*WHAT IS BEING ASKED*:
Please copy the records below word for word, from the line containing "man's hand in the photo above." through the final line of the records.

*DATASET EXCERPTS*:
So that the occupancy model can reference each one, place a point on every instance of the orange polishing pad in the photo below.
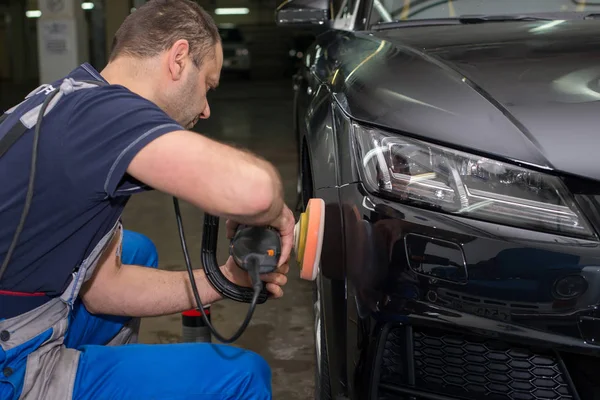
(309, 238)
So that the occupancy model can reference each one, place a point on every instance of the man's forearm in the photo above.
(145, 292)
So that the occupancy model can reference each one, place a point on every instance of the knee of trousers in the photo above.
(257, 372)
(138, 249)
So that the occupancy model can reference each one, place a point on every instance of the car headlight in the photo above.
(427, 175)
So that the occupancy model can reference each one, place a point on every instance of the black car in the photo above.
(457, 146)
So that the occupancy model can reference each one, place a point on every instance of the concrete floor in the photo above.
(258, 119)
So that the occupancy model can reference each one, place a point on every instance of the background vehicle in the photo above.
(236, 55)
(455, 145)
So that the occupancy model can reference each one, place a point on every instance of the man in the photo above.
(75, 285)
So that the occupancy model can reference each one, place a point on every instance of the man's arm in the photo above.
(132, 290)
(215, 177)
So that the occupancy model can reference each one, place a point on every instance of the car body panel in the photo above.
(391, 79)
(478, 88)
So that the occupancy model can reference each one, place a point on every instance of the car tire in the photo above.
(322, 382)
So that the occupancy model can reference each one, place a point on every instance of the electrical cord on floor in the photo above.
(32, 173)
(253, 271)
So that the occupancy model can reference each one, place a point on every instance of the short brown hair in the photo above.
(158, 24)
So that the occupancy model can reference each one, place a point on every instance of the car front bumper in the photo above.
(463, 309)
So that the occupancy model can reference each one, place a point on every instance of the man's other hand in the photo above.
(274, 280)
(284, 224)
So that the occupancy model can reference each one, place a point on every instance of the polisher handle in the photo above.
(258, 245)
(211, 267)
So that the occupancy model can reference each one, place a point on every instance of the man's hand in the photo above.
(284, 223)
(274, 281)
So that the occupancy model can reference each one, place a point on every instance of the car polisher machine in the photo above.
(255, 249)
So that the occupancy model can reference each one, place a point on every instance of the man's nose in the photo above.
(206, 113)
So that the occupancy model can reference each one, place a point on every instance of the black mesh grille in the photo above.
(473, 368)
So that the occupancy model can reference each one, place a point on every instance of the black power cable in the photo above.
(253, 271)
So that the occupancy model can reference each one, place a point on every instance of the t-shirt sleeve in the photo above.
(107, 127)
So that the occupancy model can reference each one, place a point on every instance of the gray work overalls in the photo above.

*ANSWER TO THIS TASK*:
So that the occupancy model can reference each one, place a point on every instance of the man's hand in the photo above.
(284, 223)
(274, 281)
So that the occupancy model can reference each one, place a point on every instance of the car polisher machine in the photo above.
(255, 249)
So that the occupancy model can reference each one, place a point on every instance of the man's nose in the photo above.
(206, 113)
So that the occupancy model can reference each one, place a point on every instance of the black mesh grille in the photo above.
(473, 368)
So that the occupancy model can reference each one, place a point on every instance of the black power cable in the photo above.
(253, 271)
So that the occupancy model can reference each one, place a point on every instance of the t-shirt sleeve in the photo above.
(107, 127)
So that the occupancy model can reference each one, place a point on every instance of the gray work overalls in the photo above.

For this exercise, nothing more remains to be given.